[Saved entries]
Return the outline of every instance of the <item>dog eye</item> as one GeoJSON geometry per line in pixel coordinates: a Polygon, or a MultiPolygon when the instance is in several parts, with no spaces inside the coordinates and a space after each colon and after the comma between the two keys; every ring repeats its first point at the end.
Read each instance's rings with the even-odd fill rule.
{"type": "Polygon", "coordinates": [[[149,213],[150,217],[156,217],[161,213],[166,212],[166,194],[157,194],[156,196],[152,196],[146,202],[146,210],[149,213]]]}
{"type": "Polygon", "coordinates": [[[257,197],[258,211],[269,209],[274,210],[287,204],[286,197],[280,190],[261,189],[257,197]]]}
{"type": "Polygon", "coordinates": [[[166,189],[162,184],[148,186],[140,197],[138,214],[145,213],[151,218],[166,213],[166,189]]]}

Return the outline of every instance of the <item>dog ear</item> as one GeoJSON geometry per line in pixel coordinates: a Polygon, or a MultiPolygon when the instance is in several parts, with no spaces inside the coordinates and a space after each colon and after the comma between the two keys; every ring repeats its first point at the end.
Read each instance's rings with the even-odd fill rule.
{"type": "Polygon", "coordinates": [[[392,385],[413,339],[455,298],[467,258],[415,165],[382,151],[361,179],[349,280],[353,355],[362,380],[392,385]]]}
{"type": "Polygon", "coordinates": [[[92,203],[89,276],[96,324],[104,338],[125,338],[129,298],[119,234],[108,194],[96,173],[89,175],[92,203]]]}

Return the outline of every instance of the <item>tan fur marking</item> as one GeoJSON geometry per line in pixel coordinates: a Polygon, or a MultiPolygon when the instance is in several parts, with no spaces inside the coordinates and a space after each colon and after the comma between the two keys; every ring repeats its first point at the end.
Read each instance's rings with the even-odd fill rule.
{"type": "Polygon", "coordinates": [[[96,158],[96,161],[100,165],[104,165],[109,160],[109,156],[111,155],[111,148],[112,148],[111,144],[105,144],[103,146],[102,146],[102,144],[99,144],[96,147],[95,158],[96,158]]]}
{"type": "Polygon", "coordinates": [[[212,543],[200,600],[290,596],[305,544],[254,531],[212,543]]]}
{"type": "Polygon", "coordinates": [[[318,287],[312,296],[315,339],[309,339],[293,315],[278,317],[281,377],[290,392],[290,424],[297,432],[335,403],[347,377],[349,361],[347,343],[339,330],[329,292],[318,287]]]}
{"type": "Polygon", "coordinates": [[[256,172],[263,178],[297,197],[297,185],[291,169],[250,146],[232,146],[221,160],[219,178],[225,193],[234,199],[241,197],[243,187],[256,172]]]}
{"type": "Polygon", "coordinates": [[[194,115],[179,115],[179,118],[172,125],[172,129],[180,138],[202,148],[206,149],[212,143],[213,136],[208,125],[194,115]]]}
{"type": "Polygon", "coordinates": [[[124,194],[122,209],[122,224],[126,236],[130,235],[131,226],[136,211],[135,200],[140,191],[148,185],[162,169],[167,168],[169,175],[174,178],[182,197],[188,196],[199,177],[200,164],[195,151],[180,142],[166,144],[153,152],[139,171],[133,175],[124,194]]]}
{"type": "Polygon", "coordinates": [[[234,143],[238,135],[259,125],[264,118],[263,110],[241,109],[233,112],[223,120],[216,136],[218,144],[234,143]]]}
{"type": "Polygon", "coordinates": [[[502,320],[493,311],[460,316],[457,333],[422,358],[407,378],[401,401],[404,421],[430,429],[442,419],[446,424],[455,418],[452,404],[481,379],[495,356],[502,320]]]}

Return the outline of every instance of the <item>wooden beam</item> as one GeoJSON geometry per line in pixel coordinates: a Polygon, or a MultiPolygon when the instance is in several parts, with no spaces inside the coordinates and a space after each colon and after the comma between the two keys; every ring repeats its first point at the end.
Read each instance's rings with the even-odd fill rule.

## Requirement
Identify the lines of the entries containing the string "geometry". Copy each such line.

## Solved problem
Return the outline of every instance of the <item>dog eye</item> as one GeoJSON geometry per line in pixel coordinates: a Polygon, or a MultiPolygon when the instance is in several parts, with no spaces inside the coordinates and a space after each colon and after the comma between the two keys; every ring repeats its first point at the end.
Return the outline of every instance of the <item>dog ear</item> as one GeoJSON geometry per line in pixel coordinates: a Polygon, or a MultiPolygon when the instance is in several parts, with no spaces inside the coordinates and a space after each colon and after the comma between the two keys; every ring repeats its first point at the end.
Return the outline of every instance of the <item>tan fur marking</item> as one GeoJSON geometry per line in pixel coordinates: a Polygon, or a MultiPolygon when the instance is in several parts, with no spaces inside the coordinates and a space after each colon and after the comma between the two keys; every ring repeats its first point at the end.
Return the outline of every instance of the <item>wooden beam</item> as one GeoJSON geometry per line in pixel coordinates: a Polygon, or a MultiPolygon when the instance is in several parts, with no spaces inside the coordinates and a space after each colon and after the comma between the two keys; every ring repeats its first point at the end.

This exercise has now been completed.